PROBLEM SET >>
1) Copy the Hangzhou Metro text starting at "Line 4 is a" and ending at "of the city.", switching "Puyan" to "Xianghu" throughout.
2) Summarize the Hangzhou Metro text in two sentences.

The Hangzhou Metro () is a rapid transit system that serves Hangzhou in Zhejiang province, China. The system opened on November 24, 2012. It is the 17th city in China to operate a rapid transit system.

Network

Metro

Commuter rail

Description
There are currently 13 lines (12 metro lines and 1 commuter rail) in operation. The adjacent Shaoxing Metro connects the system at Guniangqiao station of Line 5.

 Line 1 is an arc-shaped line, begins at Xianghu in Xiaoshan, stretches across downtown Hangzhou after crossing the Qiantang River and ends at Hangzhou Xiaoshan Int'l Airport. It connects West Lake, Hangzhou Railway Station, Hangzhou East Railway Station, Xiasha Higher Education Park and the Airport. It used to have a branch line to Linping District, which became part of Line 9 in July 2021.
 Line 2 links the Xiaoshan Industrial Park with Qianjiang Century City, Downtown Hangzhou and Liangzhu in Yuhang District. It runs in northwest–southeast direction.
 Line 3 begins in Xingqiao subdistrict in Linping District, runs in northeast–southwest direction and terminates at Wushanqiancun, North of Hangzhou West Railway Station. A branch commence near Xixi Wetland and connects Xiaoheshan Higher Education Park.
 Line 4 is a "?" shaped line that stretching from Puyan to Chihua Street in north Sandunzhen in Xihu District. It connects Puyan, West Lake scenic area south, Qianjiang New City, Hangzhou East Railway Station and several residential areas in the north part of the city.
 Line 5 is a "Z" shaped line stretching from Future Sci-Tech City in Yuhang District, passing multiple areas in the downtown and ends near Hangzhou-Shaoxing city limit. It provides multiple points of transfer and it is one of the busiest line in the system, serving more than 500,000 passengers per day.
 Line 6 connects Fuyang District with Olympic Sports Park, Qianjiang Century City, Asian Games Village and the Hangzhou East Railway Station. It is one of two metro lines linking the main venue of 2022 Asian Games.
 Line 7 links the West Lake with Qianjiang New City, Olympic Sports Park, Hangzhou Xiaoshan Int'l Airport and Dajiangdong Industrial Park.

RECORDS SHOWN >>
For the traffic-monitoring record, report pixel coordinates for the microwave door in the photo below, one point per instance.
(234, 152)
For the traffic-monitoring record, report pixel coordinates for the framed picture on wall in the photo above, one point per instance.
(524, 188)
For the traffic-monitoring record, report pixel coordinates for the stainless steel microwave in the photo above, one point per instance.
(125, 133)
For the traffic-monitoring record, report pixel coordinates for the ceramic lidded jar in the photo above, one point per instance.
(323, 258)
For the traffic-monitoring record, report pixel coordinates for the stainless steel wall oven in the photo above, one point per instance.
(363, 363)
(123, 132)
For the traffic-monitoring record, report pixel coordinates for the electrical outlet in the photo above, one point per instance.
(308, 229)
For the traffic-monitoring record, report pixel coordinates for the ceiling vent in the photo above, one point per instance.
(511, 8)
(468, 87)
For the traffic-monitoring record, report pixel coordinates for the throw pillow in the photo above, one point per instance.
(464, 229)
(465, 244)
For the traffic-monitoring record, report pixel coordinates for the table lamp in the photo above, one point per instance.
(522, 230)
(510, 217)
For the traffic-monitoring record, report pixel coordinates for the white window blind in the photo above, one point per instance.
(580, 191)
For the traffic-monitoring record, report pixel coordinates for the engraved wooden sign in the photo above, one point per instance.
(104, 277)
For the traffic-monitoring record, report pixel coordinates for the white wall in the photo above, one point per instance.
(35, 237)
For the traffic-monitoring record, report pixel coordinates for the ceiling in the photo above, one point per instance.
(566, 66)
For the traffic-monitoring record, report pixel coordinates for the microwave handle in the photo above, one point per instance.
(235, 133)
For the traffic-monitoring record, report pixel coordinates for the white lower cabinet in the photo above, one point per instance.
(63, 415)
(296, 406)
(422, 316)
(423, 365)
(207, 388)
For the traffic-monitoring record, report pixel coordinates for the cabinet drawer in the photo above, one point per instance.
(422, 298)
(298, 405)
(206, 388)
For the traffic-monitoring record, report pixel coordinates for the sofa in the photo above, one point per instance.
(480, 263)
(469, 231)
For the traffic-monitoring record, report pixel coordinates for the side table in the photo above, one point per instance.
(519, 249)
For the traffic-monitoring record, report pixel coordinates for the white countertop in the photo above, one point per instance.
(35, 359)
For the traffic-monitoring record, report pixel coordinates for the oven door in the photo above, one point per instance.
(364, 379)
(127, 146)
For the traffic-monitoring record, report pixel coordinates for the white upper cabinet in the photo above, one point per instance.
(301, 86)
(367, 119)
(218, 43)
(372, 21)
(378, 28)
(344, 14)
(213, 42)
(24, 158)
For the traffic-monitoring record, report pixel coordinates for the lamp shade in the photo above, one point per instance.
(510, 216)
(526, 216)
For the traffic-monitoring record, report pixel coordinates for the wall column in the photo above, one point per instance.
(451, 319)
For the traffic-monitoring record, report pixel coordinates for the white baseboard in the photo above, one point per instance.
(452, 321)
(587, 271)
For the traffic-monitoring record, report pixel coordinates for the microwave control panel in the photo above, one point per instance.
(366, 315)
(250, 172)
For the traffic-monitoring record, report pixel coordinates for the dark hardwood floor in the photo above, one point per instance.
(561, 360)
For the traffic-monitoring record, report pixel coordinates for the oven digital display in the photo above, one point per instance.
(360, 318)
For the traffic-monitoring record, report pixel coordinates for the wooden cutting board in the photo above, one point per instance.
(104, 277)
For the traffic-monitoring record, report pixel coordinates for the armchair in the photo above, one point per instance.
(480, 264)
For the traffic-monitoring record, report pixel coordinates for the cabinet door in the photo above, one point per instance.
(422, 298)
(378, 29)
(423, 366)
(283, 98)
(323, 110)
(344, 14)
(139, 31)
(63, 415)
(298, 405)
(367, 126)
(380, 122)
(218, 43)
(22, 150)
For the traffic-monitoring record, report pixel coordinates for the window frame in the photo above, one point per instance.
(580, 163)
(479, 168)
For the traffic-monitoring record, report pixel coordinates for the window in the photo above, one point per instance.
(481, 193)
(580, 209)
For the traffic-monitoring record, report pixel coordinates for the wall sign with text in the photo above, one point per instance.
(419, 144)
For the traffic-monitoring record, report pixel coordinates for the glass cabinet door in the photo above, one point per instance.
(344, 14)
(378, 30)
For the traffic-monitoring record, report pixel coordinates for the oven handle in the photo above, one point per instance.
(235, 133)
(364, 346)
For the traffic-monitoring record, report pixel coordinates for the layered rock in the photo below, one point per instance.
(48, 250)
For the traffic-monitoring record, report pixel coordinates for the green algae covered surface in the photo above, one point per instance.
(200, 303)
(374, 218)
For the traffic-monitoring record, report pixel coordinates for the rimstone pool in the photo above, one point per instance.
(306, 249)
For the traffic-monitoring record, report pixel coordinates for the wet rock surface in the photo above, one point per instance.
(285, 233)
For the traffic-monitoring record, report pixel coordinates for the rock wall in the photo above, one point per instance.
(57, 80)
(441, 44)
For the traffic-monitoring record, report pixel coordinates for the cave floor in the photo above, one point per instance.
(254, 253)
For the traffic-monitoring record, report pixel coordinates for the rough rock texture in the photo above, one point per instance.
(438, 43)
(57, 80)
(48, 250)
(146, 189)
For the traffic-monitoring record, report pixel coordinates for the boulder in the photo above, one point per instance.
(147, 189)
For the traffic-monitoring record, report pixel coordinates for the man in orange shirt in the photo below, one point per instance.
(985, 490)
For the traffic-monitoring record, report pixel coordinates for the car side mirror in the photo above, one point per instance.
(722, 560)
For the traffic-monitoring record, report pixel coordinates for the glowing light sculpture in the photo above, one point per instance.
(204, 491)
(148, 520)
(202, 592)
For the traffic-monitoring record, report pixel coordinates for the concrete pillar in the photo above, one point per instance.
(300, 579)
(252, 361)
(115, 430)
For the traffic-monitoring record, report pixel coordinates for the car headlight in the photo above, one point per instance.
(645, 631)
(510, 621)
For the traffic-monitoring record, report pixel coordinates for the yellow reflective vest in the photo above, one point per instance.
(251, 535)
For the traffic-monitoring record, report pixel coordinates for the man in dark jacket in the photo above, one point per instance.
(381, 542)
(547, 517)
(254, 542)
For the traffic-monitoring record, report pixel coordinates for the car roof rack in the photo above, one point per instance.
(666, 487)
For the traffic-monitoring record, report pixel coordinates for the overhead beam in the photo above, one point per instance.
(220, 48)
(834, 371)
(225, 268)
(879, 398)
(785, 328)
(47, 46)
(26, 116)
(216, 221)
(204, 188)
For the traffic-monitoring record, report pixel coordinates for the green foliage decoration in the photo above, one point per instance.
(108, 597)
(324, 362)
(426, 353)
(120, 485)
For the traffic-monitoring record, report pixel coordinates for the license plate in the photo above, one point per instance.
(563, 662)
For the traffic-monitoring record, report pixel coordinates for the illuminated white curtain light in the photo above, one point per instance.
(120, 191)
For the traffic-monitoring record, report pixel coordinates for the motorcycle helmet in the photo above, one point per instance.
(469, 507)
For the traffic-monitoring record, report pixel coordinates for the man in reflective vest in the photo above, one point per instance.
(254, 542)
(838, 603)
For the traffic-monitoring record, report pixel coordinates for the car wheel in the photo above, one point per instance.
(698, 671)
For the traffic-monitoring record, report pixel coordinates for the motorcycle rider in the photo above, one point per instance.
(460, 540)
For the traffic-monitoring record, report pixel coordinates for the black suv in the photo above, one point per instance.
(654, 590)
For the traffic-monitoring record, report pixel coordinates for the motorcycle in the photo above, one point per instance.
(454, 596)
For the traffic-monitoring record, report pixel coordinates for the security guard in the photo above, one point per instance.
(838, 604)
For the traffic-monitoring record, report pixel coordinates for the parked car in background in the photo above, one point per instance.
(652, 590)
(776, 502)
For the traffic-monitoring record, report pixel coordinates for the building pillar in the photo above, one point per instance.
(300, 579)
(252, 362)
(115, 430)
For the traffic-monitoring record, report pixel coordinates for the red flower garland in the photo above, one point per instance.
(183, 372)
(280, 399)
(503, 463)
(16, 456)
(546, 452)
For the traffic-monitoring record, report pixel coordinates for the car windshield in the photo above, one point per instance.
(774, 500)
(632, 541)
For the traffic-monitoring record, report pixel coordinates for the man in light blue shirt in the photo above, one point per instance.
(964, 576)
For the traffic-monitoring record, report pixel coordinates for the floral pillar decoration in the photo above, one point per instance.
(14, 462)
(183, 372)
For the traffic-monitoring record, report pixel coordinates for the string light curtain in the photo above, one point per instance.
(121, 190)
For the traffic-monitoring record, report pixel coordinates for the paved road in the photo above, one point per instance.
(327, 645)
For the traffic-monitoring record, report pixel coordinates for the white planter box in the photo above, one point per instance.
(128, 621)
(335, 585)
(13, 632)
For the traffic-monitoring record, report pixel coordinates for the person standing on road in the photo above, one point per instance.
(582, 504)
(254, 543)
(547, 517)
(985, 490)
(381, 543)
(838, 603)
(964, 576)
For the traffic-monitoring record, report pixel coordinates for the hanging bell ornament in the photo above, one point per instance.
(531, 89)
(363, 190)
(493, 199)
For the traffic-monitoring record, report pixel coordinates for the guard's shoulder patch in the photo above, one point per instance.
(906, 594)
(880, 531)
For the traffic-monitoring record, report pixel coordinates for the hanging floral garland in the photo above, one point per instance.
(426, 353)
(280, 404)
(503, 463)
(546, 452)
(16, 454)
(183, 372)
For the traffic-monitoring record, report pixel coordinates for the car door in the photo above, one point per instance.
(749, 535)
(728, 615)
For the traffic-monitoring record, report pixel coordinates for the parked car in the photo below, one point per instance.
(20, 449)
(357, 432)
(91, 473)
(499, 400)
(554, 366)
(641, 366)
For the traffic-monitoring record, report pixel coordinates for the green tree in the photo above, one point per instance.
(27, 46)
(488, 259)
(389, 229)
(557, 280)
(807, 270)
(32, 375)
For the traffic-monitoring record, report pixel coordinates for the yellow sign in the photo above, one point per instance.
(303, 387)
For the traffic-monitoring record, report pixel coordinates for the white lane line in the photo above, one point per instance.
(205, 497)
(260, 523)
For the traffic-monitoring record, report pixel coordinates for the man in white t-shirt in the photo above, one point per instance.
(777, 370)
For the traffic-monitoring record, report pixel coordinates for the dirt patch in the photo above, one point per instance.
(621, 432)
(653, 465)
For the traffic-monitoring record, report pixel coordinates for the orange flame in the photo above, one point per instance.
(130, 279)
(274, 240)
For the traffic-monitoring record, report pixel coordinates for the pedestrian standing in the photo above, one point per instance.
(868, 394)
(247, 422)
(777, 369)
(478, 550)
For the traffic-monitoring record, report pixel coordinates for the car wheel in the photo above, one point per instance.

TASK SOLUTIONS >>
1)
Line 4 is a "?" shaped line that stretching from Xianghu to Chihua Street in north Sandunzhen in Xihu District. It connects Xianghu, West Lake scenic area south, Qianjiang New City, Hangzhou East Railway Station and several residential areas in the north part of the city.

2) The Hangzhou Metro is a rapid transit system serving Hangzhou in Zhejiang province, China, which opened on November 24, 2012. It currently runs 13 lines, 12 metro and 1 commuter rail, and the adjacent Shaoxing Metro connects with it at Guniangqiao station of Line 5.